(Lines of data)
^^^^^^^^^^^^^^^^

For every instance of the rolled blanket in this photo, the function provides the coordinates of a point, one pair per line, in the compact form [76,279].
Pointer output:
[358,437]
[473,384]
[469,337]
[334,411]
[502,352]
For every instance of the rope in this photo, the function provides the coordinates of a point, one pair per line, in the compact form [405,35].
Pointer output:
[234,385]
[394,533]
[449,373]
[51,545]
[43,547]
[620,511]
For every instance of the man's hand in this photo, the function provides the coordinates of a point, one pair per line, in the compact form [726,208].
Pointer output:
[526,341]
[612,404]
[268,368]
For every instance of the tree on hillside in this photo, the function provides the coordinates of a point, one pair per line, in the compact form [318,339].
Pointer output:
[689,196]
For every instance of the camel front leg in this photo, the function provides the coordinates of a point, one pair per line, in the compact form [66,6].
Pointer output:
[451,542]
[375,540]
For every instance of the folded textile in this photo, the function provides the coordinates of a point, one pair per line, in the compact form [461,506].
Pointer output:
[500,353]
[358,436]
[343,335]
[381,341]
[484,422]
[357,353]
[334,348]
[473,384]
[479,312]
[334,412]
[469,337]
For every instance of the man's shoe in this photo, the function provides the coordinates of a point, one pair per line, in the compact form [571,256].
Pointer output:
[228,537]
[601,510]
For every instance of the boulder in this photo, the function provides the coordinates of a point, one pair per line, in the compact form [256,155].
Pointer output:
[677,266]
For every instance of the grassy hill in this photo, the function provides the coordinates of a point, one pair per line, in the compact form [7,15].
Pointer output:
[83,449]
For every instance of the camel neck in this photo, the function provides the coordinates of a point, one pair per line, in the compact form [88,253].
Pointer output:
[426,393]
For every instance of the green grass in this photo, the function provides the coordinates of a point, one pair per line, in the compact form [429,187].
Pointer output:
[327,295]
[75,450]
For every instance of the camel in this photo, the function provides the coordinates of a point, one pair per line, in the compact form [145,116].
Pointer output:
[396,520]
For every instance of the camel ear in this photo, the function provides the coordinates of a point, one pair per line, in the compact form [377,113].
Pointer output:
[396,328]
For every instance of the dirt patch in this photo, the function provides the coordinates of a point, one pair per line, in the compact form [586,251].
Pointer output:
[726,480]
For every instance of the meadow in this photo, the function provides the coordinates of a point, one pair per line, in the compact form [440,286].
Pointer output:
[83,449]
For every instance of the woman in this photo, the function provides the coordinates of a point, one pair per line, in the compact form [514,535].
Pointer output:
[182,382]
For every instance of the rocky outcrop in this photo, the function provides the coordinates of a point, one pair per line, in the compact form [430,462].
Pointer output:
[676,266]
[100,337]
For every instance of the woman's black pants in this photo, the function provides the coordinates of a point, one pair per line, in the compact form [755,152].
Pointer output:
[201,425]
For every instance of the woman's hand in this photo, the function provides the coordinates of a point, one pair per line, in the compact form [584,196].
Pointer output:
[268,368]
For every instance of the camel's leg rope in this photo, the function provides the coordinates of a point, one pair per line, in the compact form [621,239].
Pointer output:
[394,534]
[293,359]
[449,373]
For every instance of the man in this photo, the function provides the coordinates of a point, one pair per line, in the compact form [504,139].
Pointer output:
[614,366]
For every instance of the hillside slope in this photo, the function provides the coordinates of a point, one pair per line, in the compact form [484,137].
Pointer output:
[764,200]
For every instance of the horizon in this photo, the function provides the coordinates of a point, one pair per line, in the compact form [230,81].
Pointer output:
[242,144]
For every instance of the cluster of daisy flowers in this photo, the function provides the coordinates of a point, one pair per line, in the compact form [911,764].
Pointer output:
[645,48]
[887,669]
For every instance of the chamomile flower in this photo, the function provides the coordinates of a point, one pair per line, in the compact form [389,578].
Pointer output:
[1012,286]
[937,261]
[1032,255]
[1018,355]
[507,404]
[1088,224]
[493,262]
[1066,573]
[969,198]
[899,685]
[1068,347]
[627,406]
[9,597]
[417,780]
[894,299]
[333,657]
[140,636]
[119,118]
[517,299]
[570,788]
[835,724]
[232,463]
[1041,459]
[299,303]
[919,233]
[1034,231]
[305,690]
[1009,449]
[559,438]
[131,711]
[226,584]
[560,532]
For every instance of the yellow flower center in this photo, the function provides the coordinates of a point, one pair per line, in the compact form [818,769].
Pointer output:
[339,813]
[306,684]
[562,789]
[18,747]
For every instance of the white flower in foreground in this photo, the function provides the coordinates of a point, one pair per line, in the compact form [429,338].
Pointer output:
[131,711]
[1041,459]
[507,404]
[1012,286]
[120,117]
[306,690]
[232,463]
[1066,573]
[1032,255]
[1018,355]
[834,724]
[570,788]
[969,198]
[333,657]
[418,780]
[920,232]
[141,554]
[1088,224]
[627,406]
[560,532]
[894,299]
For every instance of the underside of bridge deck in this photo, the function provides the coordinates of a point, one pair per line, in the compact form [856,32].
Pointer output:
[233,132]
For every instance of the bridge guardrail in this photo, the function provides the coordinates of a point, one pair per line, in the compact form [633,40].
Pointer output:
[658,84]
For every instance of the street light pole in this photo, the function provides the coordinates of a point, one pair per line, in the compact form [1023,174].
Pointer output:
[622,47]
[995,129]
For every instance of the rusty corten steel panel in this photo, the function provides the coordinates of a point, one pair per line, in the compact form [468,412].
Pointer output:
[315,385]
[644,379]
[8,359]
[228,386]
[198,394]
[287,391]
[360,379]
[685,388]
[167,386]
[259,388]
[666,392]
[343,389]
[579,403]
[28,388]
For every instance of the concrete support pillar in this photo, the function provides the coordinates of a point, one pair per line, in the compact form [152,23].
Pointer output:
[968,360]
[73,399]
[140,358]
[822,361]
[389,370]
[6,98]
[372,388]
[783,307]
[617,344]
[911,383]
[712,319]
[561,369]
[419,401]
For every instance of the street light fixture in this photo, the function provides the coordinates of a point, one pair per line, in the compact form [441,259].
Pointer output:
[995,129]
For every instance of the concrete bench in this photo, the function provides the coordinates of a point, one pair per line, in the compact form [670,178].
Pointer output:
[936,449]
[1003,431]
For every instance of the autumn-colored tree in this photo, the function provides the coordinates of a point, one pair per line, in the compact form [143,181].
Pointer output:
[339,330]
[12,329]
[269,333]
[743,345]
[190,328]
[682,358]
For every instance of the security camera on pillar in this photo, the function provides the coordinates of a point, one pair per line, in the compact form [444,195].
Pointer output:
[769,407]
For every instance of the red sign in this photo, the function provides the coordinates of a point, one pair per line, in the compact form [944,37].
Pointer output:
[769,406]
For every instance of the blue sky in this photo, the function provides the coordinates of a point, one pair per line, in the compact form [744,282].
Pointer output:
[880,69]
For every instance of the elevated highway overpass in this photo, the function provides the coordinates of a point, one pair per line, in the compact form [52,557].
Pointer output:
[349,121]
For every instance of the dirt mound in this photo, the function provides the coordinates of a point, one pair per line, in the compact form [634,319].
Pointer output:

^^^^^^^^^^^^^^^^

→ **Stated exercise**
Add 116 to each point coordinate in the answers, and write out again every line from the one containing "For every instance of the elevated" through the end of the records, requests included.

→ **Exercise response**
For every instance of the elevated highway overpass in this photo, the function provides the coordinates of a point, one pair per line, in the compact form [52,557].
Pointer output:
[465,237]
For every instance of the dirt mound in this photo, the function provides the coordinates of a point, one pair per line, in the compact form [634,319].
Pointer output:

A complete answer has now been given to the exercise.